* Your instructions *
Copy the data below word for word, from the line containing "Exercise. Tag every instance of the teal" through the line containing "(1016, 570)", both included.

* Recorded information *
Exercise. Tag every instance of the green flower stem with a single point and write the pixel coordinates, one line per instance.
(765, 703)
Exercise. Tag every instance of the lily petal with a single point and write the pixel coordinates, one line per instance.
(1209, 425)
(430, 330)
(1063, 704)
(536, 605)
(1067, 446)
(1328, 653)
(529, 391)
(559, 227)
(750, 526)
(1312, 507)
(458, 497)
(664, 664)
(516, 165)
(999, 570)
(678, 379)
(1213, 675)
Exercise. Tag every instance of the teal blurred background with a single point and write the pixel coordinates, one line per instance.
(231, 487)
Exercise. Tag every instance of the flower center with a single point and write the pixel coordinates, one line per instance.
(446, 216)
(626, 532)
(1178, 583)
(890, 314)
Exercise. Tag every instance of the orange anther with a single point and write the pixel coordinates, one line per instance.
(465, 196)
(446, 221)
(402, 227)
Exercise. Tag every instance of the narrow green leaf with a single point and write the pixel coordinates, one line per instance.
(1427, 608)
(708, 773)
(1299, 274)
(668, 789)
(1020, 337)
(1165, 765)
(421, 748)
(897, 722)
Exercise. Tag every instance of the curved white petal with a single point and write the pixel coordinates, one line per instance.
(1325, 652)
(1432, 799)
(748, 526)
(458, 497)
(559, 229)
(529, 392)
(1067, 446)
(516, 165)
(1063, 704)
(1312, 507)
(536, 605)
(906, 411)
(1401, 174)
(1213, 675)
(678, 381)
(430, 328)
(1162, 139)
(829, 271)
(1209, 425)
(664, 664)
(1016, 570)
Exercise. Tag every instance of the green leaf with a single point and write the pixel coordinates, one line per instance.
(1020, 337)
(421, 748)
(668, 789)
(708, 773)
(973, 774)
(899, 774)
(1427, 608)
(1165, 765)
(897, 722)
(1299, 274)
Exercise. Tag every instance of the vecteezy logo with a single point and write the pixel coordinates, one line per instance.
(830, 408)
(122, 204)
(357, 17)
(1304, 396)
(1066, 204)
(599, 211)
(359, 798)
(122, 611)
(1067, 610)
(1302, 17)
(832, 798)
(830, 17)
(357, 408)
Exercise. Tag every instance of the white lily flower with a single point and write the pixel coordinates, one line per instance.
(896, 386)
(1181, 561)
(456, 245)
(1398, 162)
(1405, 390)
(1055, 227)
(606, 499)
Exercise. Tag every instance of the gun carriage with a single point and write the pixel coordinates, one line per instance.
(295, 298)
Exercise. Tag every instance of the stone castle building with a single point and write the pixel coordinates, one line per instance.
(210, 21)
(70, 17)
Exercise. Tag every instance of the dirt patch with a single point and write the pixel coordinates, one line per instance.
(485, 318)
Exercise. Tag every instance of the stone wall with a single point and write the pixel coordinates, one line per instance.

* Task answer *
Exercise. Tag every instance of the teal blurred background with a single point and write the pixel coordinates, one line per instance.
(231, 487)
Exercise. Tag every instance of the flower center with a single point and write the pixel coordinates, one line per instance.
(446, 216)
(626, 532)
(1178, 583)
(890, 314)
Exercise. Tag every instance of the orange anther with a single point and write the pixel coordinates, one line per instance.
(465, 196)
(446, 221)
(402, 227)
Exercise. Tag every instance of the narrow green leaf with a single point and write the pixel coordinates, one line per instance.
(1427, 608)
(708, 773)
(1299, 274)
(668, 789)
(1020, 337)
(1165, 765)
(421, 748)
(897, 722)
Exercise. Tag every instance of the curved white petal with a single point and write the pixel coordinates, one line per instance.
(1325, 652)
(1432, 799)
(748, 526)
(458, 497)
(559, 229)
(529, 392)
(1067, 446)
(516, 165)
(1063, 704)
(1312, 507)
(536, 605)
(906, 411)
(1401, 174)
(1213, 675)
(678, 381)
(430, 328)
(1162, 139)
(829, 271)
(1209, 425)
(664, 664)
(1016, 570)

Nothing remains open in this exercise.